* [EXERCISE DIRECTIONS] Copy the lines below word for word, starting with the line that contains "Is the steep" and continuing through the line that contains "[169,216,320,231]". Leave the pictures out of your copy.

Coordinate annotation items
++++++

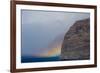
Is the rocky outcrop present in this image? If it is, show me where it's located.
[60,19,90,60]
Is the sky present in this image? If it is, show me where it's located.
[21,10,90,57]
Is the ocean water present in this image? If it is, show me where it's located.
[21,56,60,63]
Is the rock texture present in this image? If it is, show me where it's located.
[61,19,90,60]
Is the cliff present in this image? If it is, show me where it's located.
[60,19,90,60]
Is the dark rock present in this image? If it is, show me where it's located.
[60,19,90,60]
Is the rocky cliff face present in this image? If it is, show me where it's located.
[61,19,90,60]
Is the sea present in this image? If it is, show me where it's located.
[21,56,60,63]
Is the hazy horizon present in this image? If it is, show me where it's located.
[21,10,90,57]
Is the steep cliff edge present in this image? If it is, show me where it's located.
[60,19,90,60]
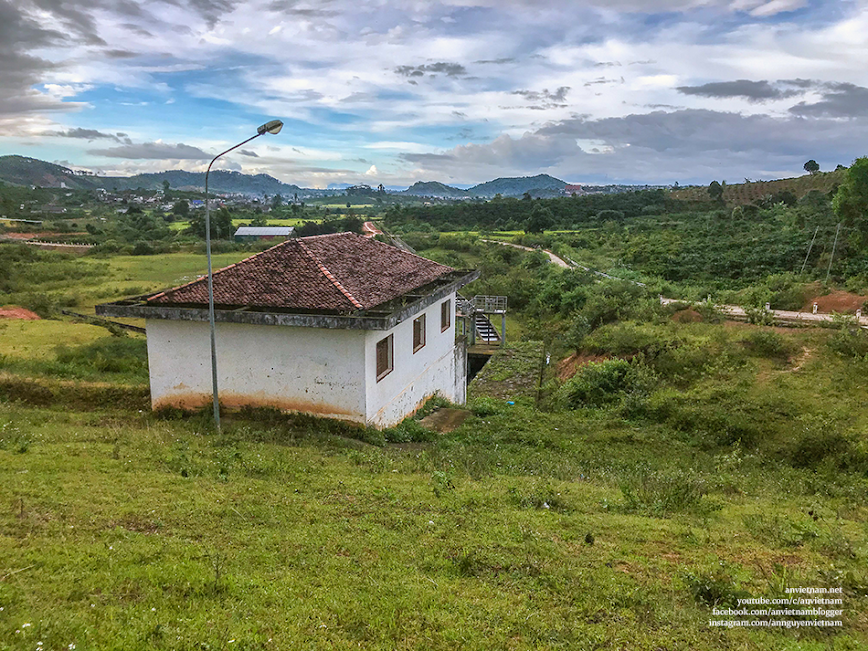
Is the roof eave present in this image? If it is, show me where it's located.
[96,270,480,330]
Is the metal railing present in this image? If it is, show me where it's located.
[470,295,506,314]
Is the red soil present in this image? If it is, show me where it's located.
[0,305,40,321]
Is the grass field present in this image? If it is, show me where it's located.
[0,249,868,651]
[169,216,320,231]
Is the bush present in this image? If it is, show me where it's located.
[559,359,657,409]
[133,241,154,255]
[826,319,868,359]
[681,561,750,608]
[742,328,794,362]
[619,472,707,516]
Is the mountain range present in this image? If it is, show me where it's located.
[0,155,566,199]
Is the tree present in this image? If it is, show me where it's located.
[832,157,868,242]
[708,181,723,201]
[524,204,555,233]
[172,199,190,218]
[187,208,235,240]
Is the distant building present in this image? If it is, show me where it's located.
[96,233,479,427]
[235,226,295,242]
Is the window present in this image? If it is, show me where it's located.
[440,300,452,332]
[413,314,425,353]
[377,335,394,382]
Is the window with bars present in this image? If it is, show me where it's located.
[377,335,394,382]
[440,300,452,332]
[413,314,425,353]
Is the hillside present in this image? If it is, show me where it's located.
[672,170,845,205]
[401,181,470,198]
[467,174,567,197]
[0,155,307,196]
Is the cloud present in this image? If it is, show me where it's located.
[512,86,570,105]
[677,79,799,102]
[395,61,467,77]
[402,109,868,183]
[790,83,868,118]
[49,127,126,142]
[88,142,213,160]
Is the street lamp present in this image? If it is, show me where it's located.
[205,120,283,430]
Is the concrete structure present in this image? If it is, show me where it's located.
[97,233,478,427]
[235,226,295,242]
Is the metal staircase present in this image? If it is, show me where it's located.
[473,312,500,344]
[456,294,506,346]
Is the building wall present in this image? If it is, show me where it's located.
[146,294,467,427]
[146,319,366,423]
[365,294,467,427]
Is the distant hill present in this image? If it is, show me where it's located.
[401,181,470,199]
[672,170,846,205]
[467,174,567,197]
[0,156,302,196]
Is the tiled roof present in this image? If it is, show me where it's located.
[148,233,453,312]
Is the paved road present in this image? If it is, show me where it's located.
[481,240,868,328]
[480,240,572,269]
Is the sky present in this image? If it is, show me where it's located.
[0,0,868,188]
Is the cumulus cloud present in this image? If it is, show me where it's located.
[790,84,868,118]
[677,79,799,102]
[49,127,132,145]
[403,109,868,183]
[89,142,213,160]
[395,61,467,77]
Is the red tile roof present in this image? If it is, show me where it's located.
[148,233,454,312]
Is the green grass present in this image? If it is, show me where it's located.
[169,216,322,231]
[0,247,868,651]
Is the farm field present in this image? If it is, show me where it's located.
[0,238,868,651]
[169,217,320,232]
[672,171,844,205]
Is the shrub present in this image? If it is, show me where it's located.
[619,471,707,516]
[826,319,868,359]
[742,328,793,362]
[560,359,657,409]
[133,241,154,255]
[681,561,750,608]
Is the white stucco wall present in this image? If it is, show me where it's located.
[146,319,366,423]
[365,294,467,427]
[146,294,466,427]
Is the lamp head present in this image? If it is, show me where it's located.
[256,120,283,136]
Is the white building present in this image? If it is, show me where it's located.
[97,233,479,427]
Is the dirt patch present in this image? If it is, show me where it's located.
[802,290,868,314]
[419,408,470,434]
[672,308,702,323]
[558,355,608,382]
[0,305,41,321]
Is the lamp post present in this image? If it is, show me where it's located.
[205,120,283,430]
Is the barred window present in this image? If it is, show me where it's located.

++++++

* [ANSWER TO THIS PROBLEM]
Is the steep cliff edge present in this image? If it is, show me where it's located.
[60,19,90,60]
Is the roof eave present in this image? If it is, show me where it's located.
[96,270,480,330]
Is the metal railing present in this image? If it is, show me where it's located.
[470,295,506,314]
Is the red soil present in this image? If it is, show me where it's located.
[0,305,40,321]
Is the grass field present in this image? If it is, show me where it's located.
[0,249,868,651]
[169,216,320,231]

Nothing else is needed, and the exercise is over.